Finally, create a FastAPI application to manage this process:
from contextlib import asynccontextmanager
from fastapi import BackgroundTasks, FastAPI, HTTPException, UploadFile
from app.database import (
aggregate_avg_confidence,
aggregate_label_counts,
create_indexes,
get_asset,
insert_pending_asset,
query_assets,
)
from app.models import (
AssetListResponse,
AssetResponse,
LabelConfidence,
LabelCount,
UploadResponse,
)
from app.pipeline import process_asset
from app.spaces import upload_file
@asynccontextmanager
async def lifespan(app: FastAPI):
create_indexes()
yield
app = FastAPI(
title="Multi-Modal Insights API",
description="Upload images, run inference, and query structured results from MongoDB.",
lifespan=lifespan,
)
from fastapi import File
@app.post("/upload", response_model=UploadResponse)
async def upload_image(background_tasks: BackgroundTasks, file: UploadFile = File(...)):
if not file.content_type or not file.content_type.startswith("image/"):
raise HTTPException(status_code=400, detail="File must be an image.")
file_bytes = await file.read()
result = upload_file(file_bytes, file.filename, file.content_type)
asset_id = insert_pending_asset(
filename=file.filename,
spaces_key=result["key"],
spaces_url=result["url"],
)
background_tasks.add_task(process_asset, asset_id, result["url"])
return UploadResponse(
asset_id=asset_id,
status="pending",
spaces_url=result["url"],
)
The POST /upload endpoint uses UploadFile to accept image uploads, validating them before uploading to cloud storage. A pending document is inserted into MongoDB, and the inference pipeline is scheduled using BackgroundTasks to run asynchronously.
Step 4: Building Query and Filtering Endpoints for Model-Generated Insights
With uploads and inference in place, the final step is to implement query endpoints to access the stored data.
Add these endpoints to your FastAPI application:
from fastapi import Query
@app.get("/assets", response_model=AssetListResponse)
async def list_assets(
label: str | None = None,
min_confidence: float | None = None,
status: str | None = None,
skip: int = Query(default=0, ge=0),
limit: int = Query(default=20, ge=1, le=100),
):
results, total = query_assets(
label=label,
min_confidence=min_confidence,
status=status,
skip=skip,
limit=limit,
)
assets = []
for doc in results:
assets.append(AssetResponse(**doc))
return AssetListResponse(assets=assets, total=total, skip=skip, limit=limit)
@app.get("/assets/{asset_id}", response_model=AssetResponse)
async def get_single_asset(asset_id: str):
doc = get_asset(asset_id)
if not doc:
raise HTTPException(status_code=404, detail="Asset not found.")
return AssetResponse(**doc)
@app.get("/insights/labels", response_model=list[LabelCount])
async def label_counts():
return aggregate_label_counts()
@app.get("/insights/confidence", response_model=list[LabelConfidence])
async def label_confidence():
return aggregate_avg_confidence()
These endpoints enable complex queries and aggregations, making the API data-rich and useful for analysis. The GET /assets endpoint allows filtering by label, confidence, and status, while aggregation endpoints provide insights on label frequency and confidence.
Step 5: Testing the Full Workflow
With the application complete, it's time to test the workflow using FastAPI’s interactive documentation.

→ List of tasks:
1) Name every class that the FastAPI tutorial excerpt imports from app.models.
2) Reproduce the stretch of the FastAPI tutorial excerpt from "Step 4: Building" through "the stored data.".
The records that follow have no connection to the FastAPI tutorial excerpt.

→ Available data:

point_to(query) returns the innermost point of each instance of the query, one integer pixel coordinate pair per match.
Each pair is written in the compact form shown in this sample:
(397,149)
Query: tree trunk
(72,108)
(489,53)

→ Exercise answers:
1) AssetListResponse, AssetResponse, LabelConfidence, LabelCount, UploadResponse

2)
Step 4: Building Query and Filtering Endpoints for Model-Generated Insights
With uploads and inference in place, the final step is to implement query endpoints to access the stored data.